■ Description of the task ■
Please return the records below exactly as they stand, with the pictures removed.

■ Provided records ■
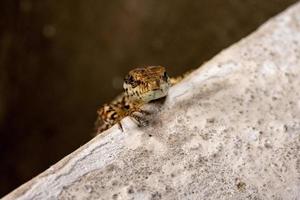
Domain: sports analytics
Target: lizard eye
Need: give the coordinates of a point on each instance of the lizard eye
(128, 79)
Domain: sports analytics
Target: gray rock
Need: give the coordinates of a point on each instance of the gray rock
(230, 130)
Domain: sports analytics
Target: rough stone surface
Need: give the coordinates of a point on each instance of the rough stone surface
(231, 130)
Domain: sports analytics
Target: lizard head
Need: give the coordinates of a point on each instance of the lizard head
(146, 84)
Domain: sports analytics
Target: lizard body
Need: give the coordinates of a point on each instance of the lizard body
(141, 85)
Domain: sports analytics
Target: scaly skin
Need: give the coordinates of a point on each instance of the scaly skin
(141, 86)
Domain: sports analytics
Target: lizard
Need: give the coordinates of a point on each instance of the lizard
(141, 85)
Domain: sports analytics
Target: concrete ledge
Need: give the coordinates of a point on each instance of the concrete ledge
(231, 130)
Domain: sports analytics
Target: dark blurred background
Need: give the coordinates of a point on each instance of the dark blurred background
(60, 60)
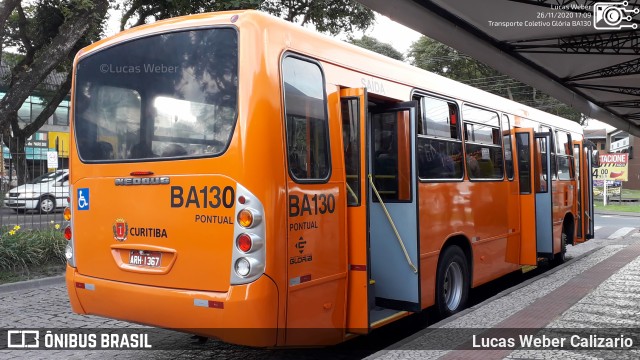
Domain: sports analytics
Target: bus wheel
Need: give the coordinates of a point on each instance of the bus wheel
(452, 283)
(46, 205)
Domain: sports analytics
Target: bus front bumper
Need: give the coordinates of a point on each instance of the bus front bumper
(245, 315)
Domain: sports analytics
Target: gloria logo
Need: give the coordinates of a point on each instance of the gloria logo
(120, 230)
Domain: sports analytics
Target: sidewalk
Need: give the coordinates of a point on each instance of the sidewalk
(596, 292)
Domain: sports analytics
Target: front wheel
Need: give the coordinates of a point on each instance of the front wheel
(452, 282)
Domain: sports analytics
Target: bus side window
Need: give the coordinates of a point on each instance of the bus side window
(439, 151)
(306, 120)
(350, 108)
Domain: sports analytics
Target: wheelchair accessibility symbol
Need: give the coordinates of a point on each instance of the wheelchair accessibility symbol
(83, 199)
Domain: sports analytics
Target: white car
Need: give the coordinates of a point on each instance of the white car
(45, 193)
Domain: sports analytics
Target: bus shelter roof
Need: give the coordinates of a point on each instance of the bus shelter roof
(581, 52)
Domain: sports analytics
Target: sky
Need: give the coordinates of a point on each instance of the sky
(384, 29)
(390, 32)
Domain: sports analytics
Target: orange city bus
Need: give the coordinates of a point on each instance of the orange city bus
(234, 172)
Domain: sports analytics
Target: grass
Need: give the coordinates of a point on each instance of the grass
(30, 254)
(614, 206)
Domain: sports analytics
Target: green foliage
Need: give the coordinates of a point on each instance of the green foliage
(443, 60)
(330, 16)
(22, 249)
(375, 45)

■ Response box ■
Domain: sports analytics
Target: lizard eye
Need: give the coordinates of a point on each instance of the lizard eye
(128, 79)
Domain: sports analytics
Target: gray rock
Need: give the coordinates of a point on each instance of the gray rock
(230, 130)
Domain: sports analytics
Target: rough stone surface
Need: give the coordinates of a point on each instance of the rough stone surface
(231, 130)
Domain: sports analytics
Target: lizard head
Need: give the coordinates of a point on each instance of the lizard head
(146, 84)
Domain: sports analytics
Target: lizard body
Need: give the coordinates of a point on each instance of the lizard body
(141, 85)
Domain: sports analytics
Target: scaly skin
Need: give the coordinates of a point on each instance of the scaly skin
(141, 86)
Domain: sports analytics
Target: lizard
Need: give the coordinates of a point on each instance of the lizard
(141, 85)
Domain: sports analytics
Target: concrete ledge
Need: give the coordinates of a point on each instance of the concrete ledge
(231, 130)
Domain: sports analytics
Target: dark blurred background
Need: give the coordinates of a point on each instance of the dark blurred background
(60, 60)
Domain: sports analytics
Target: bus wheel
Need: give the coordinates of a point on each instance of the bus wheel
(452, 283)
(46, 205)
Domain: sports analytics
Target: bus front bumper
Need: give the coordinates of a point on each instance of the bus front bumper
(245, 315)
Domain: sports analytics
Target: gloria logo
Need: give the coordinates of a point on each instance of the gloria logo
(120, 230)
Domain: sports analytics
Target: sidewalk
Need: give the coordinates of a point on each instance of the sidewalk
(596, 292)
Domain: sports analytics
Target: front wheel
Need: give the coordinates of a point on each instance of the front wheel
(452, 282)
Domain: sports analytics
Target: bus side window
Need: give the coordinates of a point on each instance of the bus side window
(439, 151)
(306, 120)
(350, 108)
Domain: sports analytics
Target: wheelchair accessibility symbol
Need: give the coordinates of a point on each instance of the wheelchair accessibility symbol
(83, 199)
Domain: sports analytics
Target: white car
Need: give the coordinates of a point on each instance of the white car
(45, 193)
Domain: sports analytics
Target: bus shelter roof
Need: give the coordinates of a point on each instance of the bus shelter roof
(581, 52)
Domain: sports analytics
Target: sky
Need: give the coordinates of a point on each instance of the sky
(384, 29)
(390, 32)
Domain: sports analytics
Target: orange city bus
Need: give the coordinates of a point on each instance of the orange city bus
(234, 172)
Domain: sports analytics
Target: grass
Need: give the coordinates of a point on each instance of the grass
(30, 254)
(614, 206)
Domain: sports analytics
Target: green foliage
Need: give the coordinates of a point on each instance of the green foliage
(443, 60)
(330, 16)
(22, 249)
(375, 45)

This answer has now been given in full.